▸ **Tasks to carry out**
1) Transcribe the stretch of the post on bureaucratic decentralism from "CHAPTER THREE: COMPARATIVE" through "by this system.".
2) Summarize the post on bureaucratic decentralism in two sentences.

CHAPTER THREE: COMPARATIVE NATIONALISMS
BUREAUCRATIC DECENTRALISM
This post is going to be somewhat anti-climatic, I'm afraid. There really isn't much to say, despite the cliffhanger ending of my last post. I'll keep it short.
Essentially, Johnstone diagnoses the threat that the unwieldy federal/republic system presented to central control and order; she fails miserably when she goes on to claim that the primary culprit in the dismemberment of Yugoslavia was selfish behavior induced by this system.
It is true that national, democratic elections at the Federal level were needed; however, none were provided by the existing constitution. Even here, one might be inclined to concede Johnstone's point--she seems to be describing a tragic process by which the republics were set off against each other by a fundamentally flawed system. However, this comment betrays an important blind spot in her analysis:
"Under these circumstances, secession of the various republics did not signify a democratic revolt against a dictatorial centralized regime, so much as the acceleration of a process well underway in the final years of Tito's system."
This dismissal of a "centralized regime" flies in the face of what we know about the dying years of the Yugoslav system; the actions of the Federal government in Belgrade and of the JNA were far from peripheral to events in the late 1980s and early 1990s.

▸ **Listed records**

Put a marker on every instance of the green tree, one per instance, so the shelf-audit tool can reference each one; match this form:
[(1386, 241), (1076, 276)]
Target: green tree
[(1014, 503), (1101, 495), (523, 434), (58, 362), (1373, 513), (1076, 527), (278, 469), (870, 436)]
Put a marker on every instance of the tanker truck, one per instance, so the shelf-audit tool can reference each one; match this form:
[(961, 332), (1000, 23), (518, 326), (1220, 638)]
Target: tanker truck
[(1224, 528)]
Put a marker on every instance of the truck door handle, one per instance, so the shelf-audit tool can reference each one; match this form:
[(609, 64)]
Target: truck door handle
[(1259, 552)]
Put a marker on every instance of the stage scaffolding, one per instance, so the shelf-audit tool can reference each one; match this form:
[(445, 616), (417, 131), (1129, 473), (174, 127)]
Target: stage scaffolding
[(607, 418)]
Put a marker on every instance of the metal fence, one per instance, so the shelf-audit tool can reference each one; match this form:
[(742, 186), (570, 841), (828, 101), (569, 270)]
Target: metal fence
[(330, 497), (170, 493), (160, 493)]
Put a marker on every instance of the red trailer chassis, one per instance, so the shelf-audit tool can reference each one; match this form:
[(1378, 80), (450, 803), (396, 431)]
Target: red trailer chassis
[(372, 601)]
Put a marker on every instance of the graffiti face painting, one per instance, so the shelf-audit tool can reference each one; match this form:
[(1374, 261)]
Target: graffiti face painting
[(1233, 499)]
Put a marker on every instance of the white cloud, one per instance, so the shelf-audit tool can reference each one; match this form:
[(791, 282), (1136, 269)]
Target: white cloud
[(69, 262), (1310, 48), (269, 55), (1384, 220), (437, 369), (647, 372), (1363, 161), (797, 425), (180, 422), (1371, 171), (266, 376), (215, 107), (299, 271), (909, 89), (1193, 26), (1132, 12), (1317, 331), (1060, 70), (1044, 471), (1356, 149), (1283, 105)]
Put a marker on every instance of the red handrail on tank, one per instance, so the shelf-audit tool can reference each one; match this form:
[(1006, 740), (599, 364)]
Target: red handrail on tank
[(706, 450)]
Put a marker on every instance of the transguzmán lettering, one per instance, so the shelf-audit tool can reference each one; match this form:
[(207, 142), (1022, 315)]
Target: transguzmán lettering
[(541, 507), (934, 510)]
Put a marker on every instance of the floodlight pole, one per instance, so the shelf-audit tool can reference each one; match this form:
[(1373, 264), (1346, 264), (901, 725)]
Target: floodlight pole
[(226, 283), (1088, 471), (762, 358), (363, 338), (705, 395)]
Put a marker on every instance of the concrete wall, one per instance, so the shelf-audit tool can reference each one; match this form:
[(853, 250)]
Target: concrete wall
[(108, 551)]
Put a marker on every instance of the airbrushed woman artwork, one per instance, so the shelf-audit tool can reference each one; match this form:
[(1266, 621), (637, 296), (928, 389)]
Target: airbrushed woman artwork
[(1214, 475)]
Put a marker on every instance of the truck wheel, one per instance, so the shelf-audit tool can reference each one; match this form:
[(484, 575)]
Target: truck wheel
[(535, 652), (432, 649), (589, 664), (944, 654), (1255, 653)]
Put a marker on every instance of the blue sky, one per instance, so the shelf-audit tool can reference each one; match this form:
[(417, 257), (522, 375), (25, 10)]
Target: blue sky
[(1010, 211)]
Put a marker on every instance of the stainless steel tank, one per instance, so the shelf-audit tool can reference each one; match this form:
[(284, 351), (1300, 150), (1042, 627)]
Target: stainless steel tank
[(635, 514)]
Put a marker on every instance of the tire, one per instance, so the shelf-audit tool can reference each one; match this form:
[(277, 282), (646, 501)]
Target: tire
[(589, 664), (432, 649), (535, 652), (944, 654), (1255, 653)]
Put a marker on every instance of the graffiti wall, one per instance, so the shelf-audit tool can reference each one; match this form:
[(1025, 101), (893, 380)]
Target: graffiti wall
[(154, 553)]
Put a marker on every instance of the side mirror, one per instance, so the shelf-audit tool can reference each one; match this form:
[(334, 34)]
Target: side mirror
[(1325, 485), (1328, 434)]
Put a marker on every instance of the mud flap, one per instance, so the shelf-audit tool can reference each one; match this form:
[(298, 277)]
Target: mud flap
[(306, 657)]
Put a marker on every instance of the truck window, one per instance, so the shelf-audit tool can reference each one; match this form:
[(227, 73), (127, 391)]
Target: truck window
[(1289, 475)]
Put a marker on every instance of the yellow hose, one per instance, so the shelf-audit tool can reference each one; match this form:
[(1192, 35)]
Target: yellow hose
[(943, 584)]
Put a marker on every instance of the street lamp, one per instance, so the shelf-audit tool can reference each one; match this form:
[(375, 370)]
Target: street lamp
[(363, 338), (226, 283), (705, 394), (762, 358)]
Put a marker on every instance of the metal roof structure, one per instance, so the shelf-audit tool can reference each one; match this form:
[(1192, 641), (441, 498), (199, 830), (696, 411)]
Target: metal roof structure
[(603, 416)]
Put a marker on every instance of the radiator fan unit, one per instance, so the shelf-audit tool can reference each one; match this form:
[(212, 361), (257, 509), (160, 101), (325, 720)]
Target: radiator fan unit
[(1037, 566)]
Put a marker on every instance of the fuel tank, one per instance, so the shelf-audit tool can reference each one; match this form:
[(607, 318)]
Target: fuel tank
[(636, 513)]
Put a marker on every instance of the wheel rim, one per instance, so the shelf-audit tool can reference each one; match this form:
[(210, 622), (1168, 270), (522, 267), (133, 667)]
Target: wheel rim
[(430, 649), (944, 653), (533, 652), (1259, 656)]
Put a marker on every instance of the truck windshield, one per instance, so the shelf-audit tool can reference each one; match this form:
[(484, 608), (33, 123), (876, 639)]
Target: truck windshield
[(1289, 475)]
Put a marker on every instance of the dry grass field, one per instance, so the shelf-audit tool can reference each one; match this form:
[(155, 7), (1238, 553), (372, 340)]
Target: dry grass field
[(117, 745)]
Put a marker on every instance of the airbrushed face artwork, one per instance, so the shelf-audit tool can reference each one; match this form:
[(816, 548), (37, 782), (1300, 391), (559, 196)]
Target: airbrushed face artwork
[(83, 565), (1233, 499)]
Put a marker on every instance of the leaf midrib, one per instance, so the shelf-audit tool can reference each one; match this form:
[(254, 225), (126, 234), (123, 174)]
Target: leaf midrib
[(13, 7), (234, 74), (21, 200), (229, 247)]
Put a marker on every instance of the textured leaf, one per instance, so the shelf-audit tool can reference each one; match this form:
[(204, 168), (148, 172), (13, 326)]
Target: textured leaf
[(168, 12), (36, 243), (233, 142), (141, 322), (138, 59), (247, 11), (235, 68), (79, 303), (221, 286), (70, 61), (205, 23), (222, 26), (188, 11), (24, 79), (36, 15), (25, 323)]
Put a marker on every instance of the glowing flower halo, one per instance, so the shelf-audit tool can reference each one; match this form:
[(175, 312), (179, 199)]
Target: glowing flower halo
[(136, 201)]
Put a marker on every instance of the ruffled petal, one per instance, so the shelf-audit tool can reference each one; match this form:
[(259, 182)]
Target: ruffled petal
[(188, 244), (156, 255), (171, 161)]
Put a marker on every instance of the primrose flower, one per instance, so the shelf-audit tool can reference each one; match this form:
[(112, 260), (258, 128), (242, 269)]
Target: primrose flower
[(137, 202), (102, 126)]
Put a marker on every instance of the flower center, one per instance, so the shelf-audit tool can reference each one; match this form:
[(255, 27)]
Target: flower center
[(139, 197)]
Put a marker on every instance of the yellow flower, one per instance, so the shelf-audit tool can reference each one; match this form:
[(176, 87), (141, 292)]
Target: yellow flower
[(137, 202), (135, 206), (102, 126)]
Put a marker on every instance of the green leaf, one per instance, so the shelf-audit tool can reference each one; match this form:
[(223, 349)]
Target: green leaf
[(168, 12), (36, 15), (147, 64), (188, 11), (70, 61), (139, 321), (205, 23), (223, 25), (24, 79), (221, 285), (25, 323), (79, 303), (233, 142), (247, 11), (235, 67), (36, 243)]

▸ **Your written answers**
1)
CHAPTER THREE: COMPARATIVE NATIONALISMS
BUREAUCRATIC DECENTRALISM
This post is going to be somewhat anti-climatic, I'm afraid. There really isn't much to say, despite the cliffhanger ending of my last post. I'll keep it short.
Essentially, Johnstone diagnoses the threat that the unwieldy federal/republic system presented to central control and order; she fails miserably when she goes on to claim that the primary culprit in the dismemberment of Yugoslavia was selfish behavior induced by this system.

2) The post holds that Johnstone diagnoses the threat the unwieldy federal/republic system posed to central control and order, but fails when she claims that selfish behavior induced by this system was the primary culprit in the dismemberment of Yugoslavia. It argues that her dismissal of a "centralized regime" ignores what is known about the dying years of the Yugoslav system, when the Federal government in Belgrade and the JNA were far from peripheral to events in the late 1980s and early 1990s.